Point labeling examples
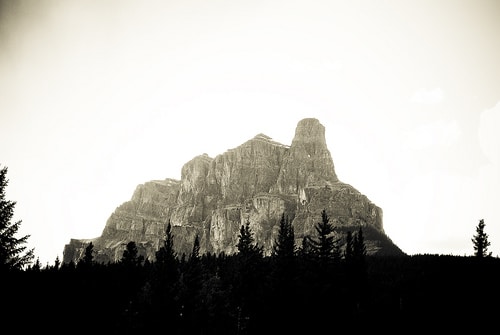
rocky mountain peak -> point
(258, 181)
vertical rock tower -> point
(257, 181)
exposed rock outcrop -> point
(256, 181)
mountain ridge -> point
(257, 181)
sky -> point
(97, 97)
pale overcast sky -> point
(97, 97)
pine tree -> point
(349, 247)
(166, 255)
(284, 245)
(480, 241)
(325, 247)
(14, 254)
(130, 255)
(359, 247)
(88, 257)
(246, 246)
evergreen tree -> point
(166, 255)
(246, 246)
(195, 253)
(359, 247)
(480, 241)
(248, 278)
(130, 255)
(349, 247)
(325, 246)
(284, 245)
(88, 257)
(14, 254)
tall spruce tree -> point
(130, 256)
(359, 247)
(284, 245)
(326, 245)
(480, 241)
(14, 254)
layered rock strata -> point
(256, 181)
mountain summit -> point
(257, 181)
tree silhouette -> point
(325, 246)
(88, 257)
(130, 255)
(359, 247)
(480, 241)
(13, 252)
(284, 245)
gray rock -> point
(257, 181)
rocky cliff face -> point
(256, 181)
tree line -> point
(327, 280)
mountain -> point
(257, 181)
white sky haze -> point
(97, 97)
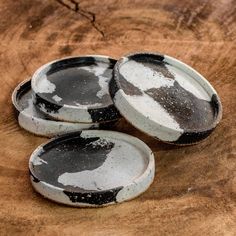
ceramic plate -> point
(165, 98)
(76, 89)
(32, 120)
(92, 168)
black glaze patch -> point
(146, 57)
(216, 104)
(104, 114)
(190, 112)
(34, 178)
(23, 91)
(49, 107)
(128, 87)
(113, 88)
(80, 86)
(70, 153)
(191, 138)
(94, 198)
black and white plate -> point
(32, 120)
(165, 98)
(92, 168)
(75, 89)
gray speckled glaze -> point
(76, 89)
(34, 121)
(165, 98)
(92, 168)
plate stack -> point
(159, 95)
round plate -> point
(165, 98)
(76, 89)
(92, 168)
(36, 122)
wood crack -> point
(91, 16)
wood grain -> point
(194, 192)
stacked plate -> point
(67, 95)
(157, 94)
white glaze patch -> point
(98, 71)
(140, 120)
(189, 83)
(144, 77)
(82, 106)
(63, 112)
(114, 172)
(45, 86)
(153, 110)
(56, 98)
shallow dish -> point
(32, 120)
(165, 98)
(92, 168)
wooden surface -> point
(194, 192)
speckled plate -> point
(75, 89)
(165, 98)
(92, 168)
(32, 120)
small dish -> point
(32, 120)
(165, 98)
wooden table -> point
(194, 192)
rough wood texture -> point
(194, 192)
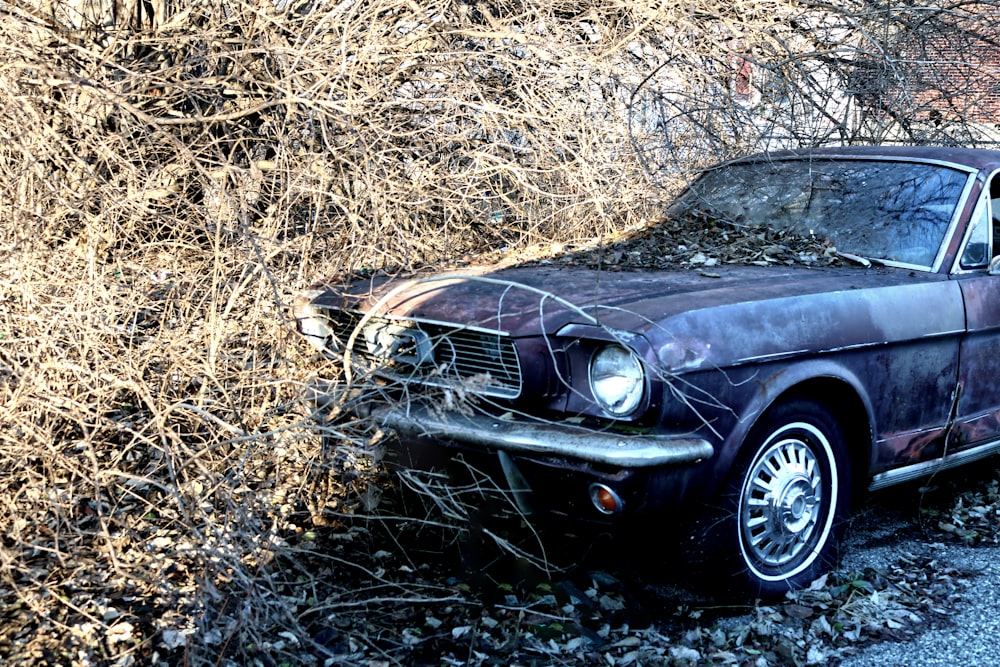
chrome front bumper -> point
(545, 438)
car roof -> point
(976, 158)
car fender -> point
(787, 380)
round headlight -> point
(617, 380)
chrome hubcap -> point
(781, 504)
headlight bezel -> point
(614, 364)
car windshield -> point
(891, 211)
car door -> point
(977, 420)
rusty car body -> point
(762, 396)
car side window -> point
(979, 247)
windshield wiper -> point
(858, 259)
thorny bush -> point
(163, 494)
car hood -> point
(523, 301)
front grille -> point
(432, 353)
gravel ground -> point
(884, 529)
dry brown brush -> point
(166, 186)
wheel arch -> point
(841, 395)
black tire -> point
(787, 500)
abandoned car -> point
(762, 394)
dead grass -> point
(164, 497)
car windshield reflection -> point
(886, 211)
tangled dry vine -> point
(169, 179)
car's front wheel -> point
(788, 499)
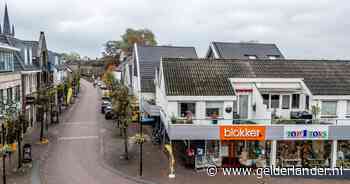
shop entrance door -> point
(243, 106)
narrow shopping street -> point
(74, 156)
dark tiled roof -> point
(148, 86)
(204, 77)
(149, 58)
(19, 56)
(231, 50)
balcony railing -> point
(222, 121)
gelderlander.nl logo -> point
(274, 171)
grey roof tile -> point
(205, 77)
(241, 50)
(149, 59)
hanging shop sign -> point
(306, 132)
(242, 132)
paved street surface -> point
(74, 155)
(78, 143)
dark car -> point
(106, 101)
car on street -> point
(106, 101)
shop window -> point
(275, 101)
(285, 102)
(251, 57)
(266, 98)
(329, 108)
(213, 149)
(187, 108)
(307, 102)
(272, 57)
(9, 95)
(1, 95)
(214, 109)
(18, 94)
(295, 101)
(234, 107)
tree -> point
(121, 104)
(131, 36)
(112, 48)
(72, 56)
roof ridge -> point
(166, 46)
(255, 60)
(253, 43)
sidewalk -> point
(30, 173)
(155, 161)
(156, 169)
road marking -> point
(77, 138)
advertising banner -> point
(242, 132)
(306, 132)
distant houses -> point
(26, 66)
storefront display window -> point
(207, 154)
(343, 154)
(275, 101)
(285, 101)
(329, 108)
(266, 98)
(303, 153)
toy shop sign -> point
(306, 132)
(242, 132)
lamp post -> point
(140, 121)
(3, 152)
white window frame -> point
(329, 115)
(221, 107)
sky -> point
(302, 29)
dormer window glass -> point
(6, 61)
(251, 56)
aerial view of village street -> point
(174, 92)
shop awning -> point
(281, 90)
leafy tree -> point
(111, 48)
(72, 56)
(131, 36)
(121, 104)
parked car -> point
(109, 113)
(106, 101)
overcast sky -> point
(301, 28)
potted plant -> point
(173, 119)
(315, 109)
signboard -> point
(30, 100)
(242, 132)
(306, 132)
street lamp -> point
(2, 150)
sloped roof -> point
(19, 56)
(149, 59)
(241, 50)
(205, 77)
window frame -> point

[Description of the task]: Go through the data above and transcribe it in full, omitting any image.

[Exercise answer]:
rocky mountain peak -> point
(258, 181)
vertical rock tower -> point
(257, 181)
exposed rock outcrop -> point
(256, 181)
mountain ridge -> point
(257, 181)
sky -> point
(97, 97)
pale overcast sky -> point
(97, 97)
pine tree -> point
(349, 247)
(166, 255)
(284, 245)
(480, 241)
(325, 247)
(14, 254)
(130, 255)
(359, 247)
(88, 257)
(246, 246)
evergreen tree -> point
(166, 255)
(246, 246)
(195, 253)
(359, 247)
(480, 241)
(248, 278)
(130, 255)
(349, 247)
(325, 246)
(284, 245)
(88, 257)
(14, 254)
tall spruce tree -> point
(130, 256)
(359, 247)
(284, 245)
(326, 245)
(480, 241)
(14, 254)
layered rock strata -> point
(256, 181)
mountain summit -> point
(257, 181)
tree silhouette -> point
(325, 246)
(88, 257)
(130, 255)
(359, 247)
(480, 241)
(13, 252)
(284, 245)
gray rock -> point
(257, 181)
rocky cliff face -> point
(256, 181)
tree line -> point
(327, 280)
mountain -> point
(257, 181)
white sky haze -> point
(97, 97)
ceramic plate -> point
(165, 98)
(76, 89)
(32, 120)
(92, 168)
black glaze patch -> point
(146, 57)
(216, 104)
(104, 114)
(190, 112)
(34, 178)
(23, 91)
(49, 107)
(128, 87)
(113, 88)
(80, 86)
(70, 153)
(191, 138)
(94, 198)
black and white plate -> point
(32, 120)
(165, 98)
(92, 168)
(75, 89)
gray speckled glaze -> point
(76, 89)
(34, 121)
(165, 98)
(92, 168)
plate stack -> point
(159, 95)
round plate -> point
(165, 98)
(76, 89)
(92, 168)
(36, 122)
wood crack -> point
(91, 16)
wood grain -> point
(194, 192)
stacked plate -> point
(67, 95)
(157, 94)
white glaze patch -> point
(98, 71)
(140, 120)
(189, 83)
(144, 77)
(82, 106)
(63, 112)
(114, 172)
(45, 86)
(153, 110)
(56, 98)
shallow dish -> point
(32, 120)
(165, 98)
(92, 168)
wooden surface -> point
(194, 192)
speckled plate -> point
(75, 89)
(165, 98)
(92, 168)
(32, 120)
small dish -> point
(32, 120)
(165, 98)
wooden table -> point
(194, 192)
rough wood texture -> point
(194, 192)
chrome front bumper -> point
(545, 438)
car roof -> point
(976, 158)
car fender -> point
(787, 380)
round headlight -> point
(617, 380)
chrome hubcap -> point
(781, 504)
headlight bezel -> point
(614, 364)
car windshield -> point
(891, 211)
car door -> point
(977, 420)
rusty car body -> point
(762, 396)
car side window -> point
(979, 247)
windshield wiper -> point
(858, 259)
thorny bush -> point
(163, 494)
car hood -> point
(523, 301)
front grille -> point
(432, 353)
gravel ground -> point
(884, 529)
dry brown brush -> point
(166, 186)
wheel arch -> point
(841, 395)
black tire -> point
(787, 500)
abandoned car -> point
(762, 394)
dead grass -> point
(164, 497)
car windshield reflection -> point
(886, 211)
tangled dry vine -> point
(169, 179)
car's front wheel -> point
(788, 499)
shop entrance door -> point
(243, 106)
narrow shopping street -> point
(74, 156)
dark tiled roof -> point
(148, 86)
(204, 77)
(149, 58)
(19, 56)
(231, 50)
balcony railing -> point
(222, 121)
gelderlander.nl logo -> point
(274, 171)
grey roof tile -> point
(205, 77)
(241, 50)
(149, 59)
hanging shop sign -> point
(306, 132)
(242, 132)
paved street surface -> point
(74, 155)
(78, 143)
dark car -> point
(106, 101)
car on street -> point
(106, 101)
shop window -> point
(275, 101)
(285, 102)
(251, 57)
(266, 98)
(329, 108)
(213, 149)
(187, 108)
(307, 102)
(272, 57)
(9, 95)
(1, 95)
(214, 109)
(18, 94)
(295, 101)
(234, 107)
tree -> point
(121, 104)
(131, 36)
(112, 48)
(72, 56)
roof ridge -> point
(166, 46)
(255, 60)
(253, 43)
sidewalk -> point
(30, 173)
(155, 161)
(156, 169)
road marking -> point
(77, 138)
advertising banner -> point
(242, 132)
(306, 132)
distant houses -> point
(26, 66)
storefront display window -> point
(207, 154)
(343, 154)
(275, 101)
(285, 101)
(329, 108)
(266, 98)
(303, 153)
toy shop sign -> point
(306, 132)
(242, 132)
lamp post -> point
(140, 121)
(3, 152)
white window frame -> point
(329, 115)
(221, 107)
sky -> point
(302, 29)
dormer window glass -> point
(6, 61)
(251, 56)
aerial view of village street -> point
(174, 92)
shop awning -> point
(281, 90)
leafy tree -> point
(111, 48)
(72, 56)
(131, 36)
(121, 104)
parked car -> point
(109, 113)
(106, 101)
overcast sky -> point
(301, 28)
potted plant -> point
(173, 119)
(315, 109)
signboard -> point
(30, 100)
(242, 132)
(306, 132)
street lamp -> point
(2, 150)
sloped roof -> point
(19, 56)
(149, 59)
(241, 50)
(205, 77)
window frame -> point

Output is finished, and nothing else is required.